■ WORK INSTRUCTIONS:
Exactly the lines from the one containing "find the orange" to the last line of the records, inclusive, are to be transcribed; include no others.
-------- DATASET CONTENT
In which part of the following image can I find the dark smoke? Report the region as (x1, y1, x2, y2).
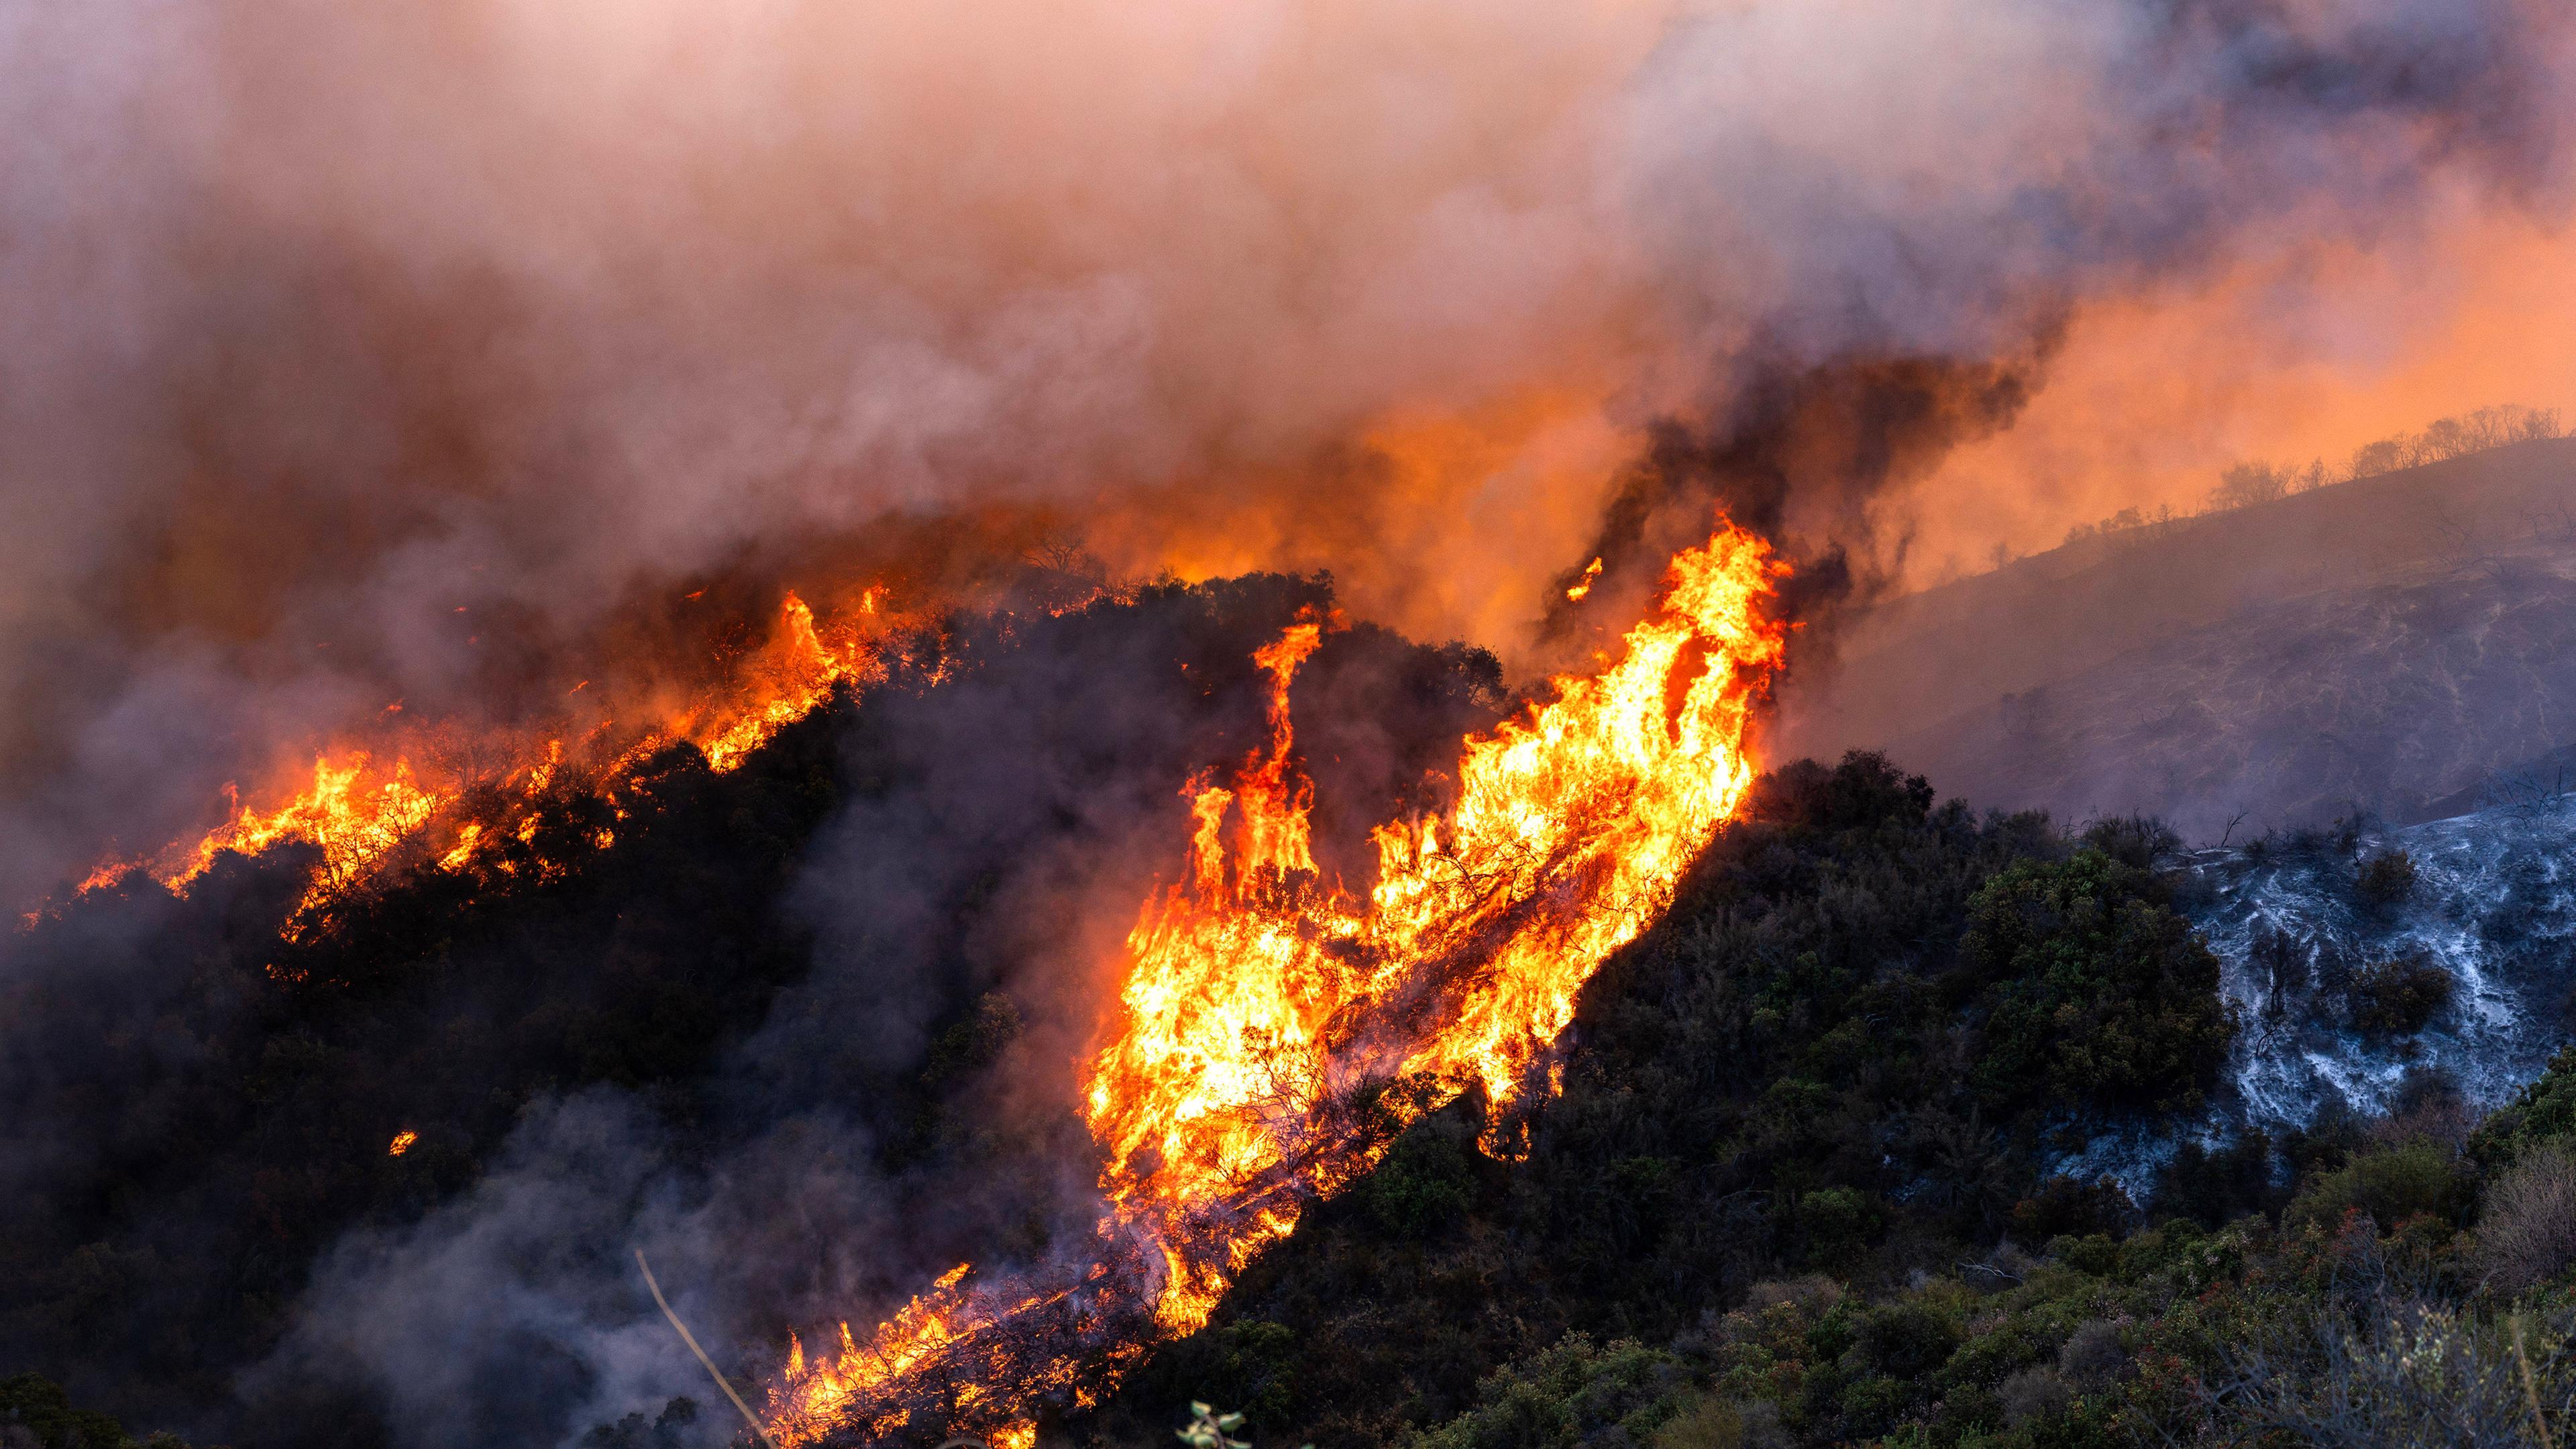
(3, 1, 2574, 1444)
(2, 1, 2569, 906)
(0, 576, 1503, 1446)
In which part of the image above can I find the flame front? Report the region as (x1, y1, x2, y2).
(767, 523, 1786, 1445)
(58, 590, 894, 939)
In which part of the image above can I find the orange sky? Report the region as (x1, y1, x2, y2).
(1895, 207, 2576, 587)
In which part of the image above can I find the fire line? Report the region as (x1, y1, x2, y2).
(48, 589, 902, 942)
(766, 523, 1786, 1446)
----------------
■ ANSWER SECTION:
In which part of the image above can I find the orange sky? Report the region as (x1, y1, x2, y2).
(1895, 207, 2576, 587)
In which part of the image above can I find the fire line? Report the region as (x1, y1, x2, y2).
(48, 589, 902, 942)
(766, 523, 1786, 1446)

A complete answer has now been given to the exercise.